*** DATA LISTING Section Begins ***

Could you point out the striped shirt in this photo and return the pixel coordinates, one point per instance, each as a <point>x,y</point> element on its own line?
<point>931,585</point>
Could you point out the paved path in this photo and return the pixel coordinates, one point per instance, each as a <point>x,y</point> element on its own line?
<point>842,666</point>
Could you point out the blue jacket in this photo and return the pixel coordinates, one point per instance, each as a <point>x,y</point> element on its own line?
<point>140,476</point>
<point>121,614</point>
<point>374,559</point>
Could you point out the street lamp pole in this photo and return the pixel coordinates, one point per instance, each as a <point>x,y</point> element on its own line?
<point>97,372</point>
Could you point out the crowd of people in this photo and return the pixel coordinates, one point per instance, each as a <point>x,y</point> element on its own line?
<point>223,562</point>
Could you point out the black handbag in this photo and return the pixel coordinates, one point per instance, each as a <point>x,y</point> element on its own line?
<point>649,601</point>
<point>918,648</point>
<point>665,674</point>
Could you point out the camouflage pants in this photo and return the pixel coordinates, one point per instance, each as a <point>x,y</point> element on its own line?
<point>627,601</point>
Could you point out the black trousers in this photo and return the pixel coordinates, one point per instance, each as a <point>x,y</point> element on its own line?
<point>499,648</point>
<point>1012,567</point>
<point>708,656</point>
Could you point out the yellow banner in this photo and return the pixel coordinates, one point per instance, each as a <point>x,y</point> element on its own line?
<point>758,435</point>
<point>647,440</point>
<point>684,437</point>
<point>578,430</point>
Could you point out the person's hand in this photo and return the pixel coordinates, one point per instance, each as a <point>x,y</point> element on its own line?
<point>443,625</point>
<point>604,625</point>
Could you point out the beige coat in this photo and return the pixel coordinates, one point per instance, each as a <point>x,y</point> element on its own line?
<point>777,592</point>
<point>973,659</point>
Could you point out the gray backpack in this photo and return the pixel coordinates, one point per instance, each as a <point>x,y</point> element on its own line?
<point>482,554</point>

*** DATA LISTING Section Ends ***

-- EXERCISE BRIEF --
Write out all of the entries above, exactly and in full.

-- SOLUTION TO THIS EXERCISE --
Could you point out the striped shirt in this photo and return the pixel coordinates, one point per instance, each as a <point>x,y</point> element on its own line?
<point>931,585</point>
Could you point out the paved path in this photo and return the pixel coordinates, one point per instance, each as a <point>x,y</point> element on its own line?
<point>842,666</point>
Could you point out the blue jacket in this photo and return the pixel coordinates, one point per instance, each as a <point>x,y</point> element on its own line?
<point>140,476</point>
<point>121,614</point>
<point>374,559</point>
Could you point out the street lamp pole in this photo and return the pixel coordinates, one point per instance, each as a <point>x,y</point> element on its own line?
<point>97,372</point>
Could you point out the crowd of people in this photo and return the pixel coordinates, one point per instance, each as a <point>x,y</point> element on its own line?
<point>223,562</point>
Could you point out the black handbag in this photo and return the pixel coordinates, one point per instance, each as a <point>x,y</point> element on its own line?
<point>649,601</point>
<point>918,648</point>
<point>665,674</point>
Could you point out the camouflage pants in this photo and return the pixel coordinates, one point per instance, each as a <point>x,y</point> element on its own line?
<point>627,601</point>
Could you point out the black trousers in this photo and return the pixel coordinates, one point per instance, each as a <point>x,y</point> element on its own line?
<point>499,648</point>
<point>1012,567</point>
<point>708,656</point>
Could you point out the yellow banner in this photo and return the pixel coordinates, one point per instance, each as a <point>x,y</point> element on its own line?
<point>758,435</point>
<point>647,440</point>
<point>684,437</point>
<point>578,430</point>
Could you point out the person's hand in this photo and return the pixel coordinates, one point per instance, each as a <point>x,y</point> element on its own line?
<point>443,625</point>
<point>604,625</point>
Could you point out the beige coat in this photo and return the pixel coordinates, one point per instance, each as a <point>x,y</point> element on its own line?
<point>777,592</point>
<point>973,659</point>
Could you point out the gray backpack in this photo and return the pixel coordinates, one point per instance, each as a <point>x,y</point> element on its own line?
<point>482,554</point>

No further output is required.